[RECORDED DATA]

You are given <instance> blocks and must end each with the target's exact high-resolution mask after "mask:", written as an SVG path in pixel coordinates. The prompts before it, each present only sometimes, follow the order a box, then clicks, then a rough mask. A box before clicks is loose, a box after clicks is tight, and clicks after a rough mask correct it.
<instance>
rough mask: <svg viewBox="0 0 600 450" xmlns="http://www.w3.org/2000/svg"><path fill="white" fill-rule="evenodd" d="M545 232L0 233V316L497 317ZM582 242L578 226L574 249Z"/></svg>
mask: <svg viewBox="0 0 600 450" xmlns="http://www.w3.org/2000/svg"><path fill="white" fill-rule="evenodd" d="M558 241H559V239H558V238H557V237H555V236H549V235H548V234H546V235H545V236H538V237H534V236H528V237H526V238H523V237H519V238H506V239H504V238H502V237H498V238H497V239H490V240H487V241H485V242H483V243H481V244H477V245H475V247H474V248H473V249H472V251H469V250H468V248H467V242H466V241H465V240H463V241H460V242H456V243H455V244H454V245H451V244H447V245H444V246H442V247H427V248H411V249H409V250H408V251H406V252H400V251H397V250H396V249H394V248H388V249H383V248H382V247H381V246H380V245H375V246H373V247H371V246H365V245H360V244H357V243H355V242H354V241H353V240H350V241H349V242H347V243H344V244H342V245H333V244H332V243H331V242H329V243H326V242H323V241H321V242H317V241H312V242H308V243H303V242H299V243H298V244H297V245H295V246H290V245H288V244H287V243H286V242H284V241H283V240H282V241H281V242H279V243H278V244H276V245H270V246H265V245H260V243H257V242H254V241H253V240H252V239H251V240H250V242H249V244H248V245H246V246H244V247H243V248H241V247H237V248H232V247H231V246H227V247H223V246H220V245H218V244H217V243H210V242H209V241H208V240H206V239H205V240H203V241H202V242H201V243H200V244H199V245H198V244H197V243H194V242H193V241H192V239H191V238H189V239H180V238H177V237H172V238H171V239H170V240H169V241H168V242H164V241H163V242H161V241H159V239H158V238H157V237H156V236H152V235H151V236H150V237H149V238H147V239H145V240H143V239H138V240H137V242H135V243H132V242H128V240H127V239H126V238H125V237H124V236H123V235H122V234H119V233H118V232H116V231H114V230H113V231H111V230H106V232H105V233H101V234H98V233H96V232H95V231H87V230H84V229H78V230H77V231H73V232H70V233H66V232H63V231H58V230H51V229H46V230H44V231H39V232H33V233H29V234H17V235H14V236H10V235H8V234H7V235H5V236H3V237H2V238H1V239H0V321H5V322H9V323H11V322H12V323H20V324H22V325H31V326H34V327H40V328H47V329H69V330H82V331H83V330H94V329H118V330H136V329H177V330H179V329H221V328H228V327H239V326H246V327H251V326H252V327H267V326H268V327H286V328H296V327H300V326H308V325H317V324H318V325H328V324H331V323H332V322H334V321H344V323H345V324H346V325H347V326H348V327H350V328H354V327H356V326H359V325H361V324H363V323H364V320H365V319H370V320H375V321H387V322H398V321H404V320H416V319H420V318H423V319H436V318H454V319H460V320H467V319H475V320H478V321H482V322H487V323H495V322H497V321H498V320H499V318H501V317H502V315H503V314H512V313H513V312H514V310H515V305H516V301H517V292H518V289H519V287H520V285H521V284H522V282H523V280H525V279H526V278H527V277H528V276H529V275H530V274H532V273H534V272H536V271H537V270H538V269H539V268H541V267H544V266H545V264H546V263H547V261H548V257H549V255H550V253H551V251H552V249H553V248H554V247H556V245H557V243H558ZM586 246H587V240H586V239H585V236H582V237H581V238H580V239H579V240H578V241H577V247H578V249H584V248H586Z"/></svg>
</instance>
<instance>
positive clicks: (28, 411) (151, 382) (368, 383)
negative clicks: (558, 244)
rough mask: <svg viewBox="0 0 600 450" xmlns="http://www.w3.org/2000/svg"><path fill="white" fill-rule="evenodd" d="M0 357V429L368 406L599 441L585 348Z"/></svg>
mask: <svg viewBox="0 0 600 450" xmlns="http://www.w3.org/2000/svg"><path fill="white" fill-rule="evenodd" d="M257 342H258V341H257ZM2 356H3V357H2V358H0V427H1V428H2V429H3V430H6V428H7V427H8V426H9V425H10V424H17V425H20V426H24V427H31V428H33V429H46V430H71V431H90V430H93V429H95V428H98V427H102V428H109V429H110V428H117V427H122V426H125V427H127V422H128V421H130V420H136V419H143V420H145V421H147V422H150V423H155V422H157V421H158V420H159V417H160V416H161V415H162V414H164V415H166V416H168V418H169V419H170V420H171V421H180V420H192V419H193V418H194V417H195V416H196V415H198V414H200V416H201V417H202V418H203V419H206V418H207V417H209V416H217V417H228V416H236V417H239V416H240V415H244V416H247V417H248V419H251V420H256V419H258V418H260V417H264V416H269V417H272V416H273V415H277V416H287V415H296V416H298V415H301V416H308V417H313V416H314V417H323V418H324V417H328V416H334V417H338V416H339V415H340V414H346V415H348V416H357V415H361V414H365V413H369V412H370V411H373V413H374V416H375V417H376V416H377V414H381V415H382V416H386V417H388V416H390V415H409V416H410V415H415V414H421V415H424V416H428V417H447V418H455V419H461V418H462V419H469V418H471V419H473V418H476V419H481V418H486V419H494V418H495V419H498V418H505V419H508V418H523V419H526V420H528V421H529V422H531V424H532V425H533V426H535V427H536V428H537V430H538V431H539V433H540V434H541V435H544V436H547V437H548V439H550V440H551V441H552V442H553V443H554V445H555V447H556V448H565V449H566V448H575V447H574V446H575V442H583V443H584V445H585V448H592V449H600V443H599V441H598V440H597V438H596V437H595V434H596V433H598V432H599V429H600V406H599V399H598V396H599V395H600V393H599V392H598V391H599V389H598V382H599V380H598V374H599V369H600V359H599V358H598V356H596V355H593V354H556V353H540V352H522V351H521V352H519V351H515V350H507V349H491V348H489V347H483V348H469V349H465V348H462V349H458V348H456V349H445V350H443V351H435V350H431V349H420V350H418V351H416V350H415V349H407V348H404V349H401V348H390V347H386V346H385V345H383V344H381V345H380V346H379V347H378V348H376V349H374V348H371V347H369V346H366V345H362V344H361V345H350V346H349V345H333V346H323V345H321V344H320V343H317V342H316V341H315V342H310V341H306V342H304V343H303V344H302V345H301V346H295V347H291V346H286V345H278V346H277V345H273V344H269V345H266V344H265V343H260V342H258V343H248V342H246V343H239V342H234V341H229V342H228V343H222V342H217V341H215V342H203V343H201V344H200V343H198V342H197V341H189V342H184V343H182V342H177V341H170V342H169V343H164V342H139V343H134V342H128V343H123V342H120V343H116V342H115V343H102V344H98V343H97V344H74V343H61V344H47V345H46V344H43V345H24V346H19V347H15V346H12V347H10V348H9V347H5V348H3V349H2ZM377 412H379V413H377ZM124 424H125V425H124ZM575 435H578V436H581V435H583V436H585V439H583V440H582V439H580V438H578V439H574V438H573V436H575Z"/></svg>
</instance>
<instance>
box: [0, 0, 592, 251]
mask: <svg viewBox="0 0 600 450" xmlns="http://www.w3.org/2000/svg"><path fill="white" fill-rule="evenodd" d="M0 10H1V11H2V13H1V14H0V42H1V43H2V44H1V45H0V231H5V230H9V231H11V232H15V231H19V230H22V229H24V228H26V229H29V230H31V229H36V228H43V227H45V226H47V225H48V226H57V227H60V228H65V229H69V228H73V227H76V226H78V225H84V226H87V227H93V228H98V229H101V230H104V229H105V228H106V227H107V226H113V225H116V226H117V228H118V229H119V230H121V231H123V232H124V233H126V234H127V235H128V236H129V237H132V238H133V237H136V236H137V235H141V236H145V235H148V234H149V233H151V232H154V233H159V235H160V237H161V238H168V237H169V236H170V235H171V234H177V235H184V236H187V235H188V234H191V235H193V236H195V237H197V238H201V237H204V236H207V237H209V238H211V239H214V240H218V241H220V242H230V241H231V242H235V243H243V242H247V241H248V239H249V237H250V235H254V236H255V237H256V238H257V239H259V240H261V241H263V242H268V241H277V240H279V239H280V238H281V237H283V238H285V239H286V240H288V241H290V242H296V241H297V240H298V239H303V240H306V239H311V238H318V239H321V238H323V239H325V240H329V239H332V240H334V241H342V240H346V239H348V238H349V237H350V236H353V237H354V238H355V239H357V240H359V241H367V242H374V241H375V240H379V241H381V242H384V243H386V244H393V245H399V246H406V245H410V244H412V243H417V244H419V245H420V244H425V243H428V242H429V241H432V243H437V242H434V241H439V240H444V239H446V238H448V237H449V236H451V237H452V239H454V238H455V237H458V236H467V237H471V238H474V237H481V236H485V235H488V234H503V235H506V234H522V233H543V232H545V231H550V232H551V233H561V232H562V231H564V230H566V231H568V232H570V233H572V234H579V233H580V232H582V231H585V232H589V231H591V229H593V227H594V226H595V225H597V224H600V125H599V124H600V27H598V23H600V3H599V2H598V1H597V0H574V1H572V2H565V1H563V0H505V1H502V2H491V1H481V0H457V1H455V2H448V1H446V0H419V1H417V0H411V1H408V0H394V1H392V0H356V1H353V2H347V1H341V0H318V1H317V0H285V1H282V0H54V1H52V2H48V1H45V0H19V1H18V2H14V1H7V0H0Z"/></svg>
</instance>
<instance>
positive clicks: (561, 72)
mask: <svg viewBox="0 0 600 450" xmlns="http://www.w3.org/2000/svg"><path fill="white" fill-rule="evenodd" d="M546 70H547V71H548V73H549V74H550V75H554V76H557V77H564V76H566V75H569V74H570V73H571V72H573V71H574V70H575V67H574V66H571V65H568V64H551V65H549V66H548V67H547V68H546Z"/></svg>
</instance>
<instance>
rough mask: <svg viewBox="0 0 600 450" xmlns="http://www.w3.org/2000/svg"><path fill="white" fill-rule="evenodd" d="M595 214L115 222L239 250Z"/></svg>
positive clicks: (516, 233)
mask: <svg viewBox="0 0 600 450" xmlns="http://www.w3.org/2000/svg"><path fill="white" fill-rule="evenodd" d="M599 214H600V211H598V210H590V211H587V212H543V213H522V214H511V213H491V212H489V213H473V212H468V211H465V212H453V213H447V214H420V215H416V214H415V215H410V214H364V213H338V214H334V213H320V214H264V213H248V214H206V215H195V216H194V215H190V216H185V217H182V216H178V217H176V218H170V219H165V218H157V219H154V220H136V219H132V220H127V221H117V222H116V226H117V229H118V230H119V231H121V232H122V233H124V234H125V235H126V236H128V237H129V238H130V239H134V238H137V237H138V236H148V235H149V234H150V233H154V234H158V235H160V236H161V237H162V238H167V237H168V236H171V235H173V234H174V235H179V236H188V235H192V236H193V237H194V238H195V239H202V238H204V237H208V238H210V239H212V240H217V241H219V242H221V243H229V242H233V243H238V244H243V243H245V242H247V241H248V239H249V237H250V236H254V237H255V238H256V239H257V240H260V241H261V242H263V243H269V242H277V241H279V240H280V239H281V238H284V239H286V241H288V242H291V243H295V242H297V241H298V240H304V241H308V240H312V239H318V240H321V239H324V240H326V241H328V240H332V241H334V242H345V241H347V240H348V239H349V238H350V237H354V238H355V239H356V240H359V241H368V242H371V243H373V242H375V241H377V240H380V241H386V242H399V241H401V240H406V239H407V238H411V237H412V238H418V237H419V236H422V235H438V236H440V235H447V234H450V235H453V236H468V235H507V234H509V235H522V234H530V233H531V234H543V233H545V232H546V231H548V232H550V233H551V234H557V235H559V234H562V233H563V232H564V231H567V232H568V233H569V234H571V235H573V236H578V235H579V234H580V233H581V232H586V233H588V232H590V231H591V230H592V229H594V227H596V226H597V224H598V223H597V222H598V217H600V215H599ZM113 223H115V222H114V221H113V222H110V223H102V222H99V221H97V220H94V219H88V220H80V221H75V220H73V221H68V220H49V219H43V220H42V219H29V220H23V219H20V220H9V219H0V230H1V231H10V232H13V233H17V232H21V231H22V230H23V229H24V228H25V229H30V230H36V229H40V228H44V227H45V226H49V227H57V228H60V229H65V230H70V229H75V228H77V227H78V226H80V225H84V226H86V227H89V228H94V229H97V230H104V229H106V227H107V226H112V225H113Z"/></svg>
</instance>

[ACTIVITY] Taking the records above as input, show every line in which the word "positive" is present.

[EXPECTED ANSWER]
positive clicks: (28, 411) (151, 382) (368, 383)
positive clicks: (561, 72)
positive clicks: (516, 233)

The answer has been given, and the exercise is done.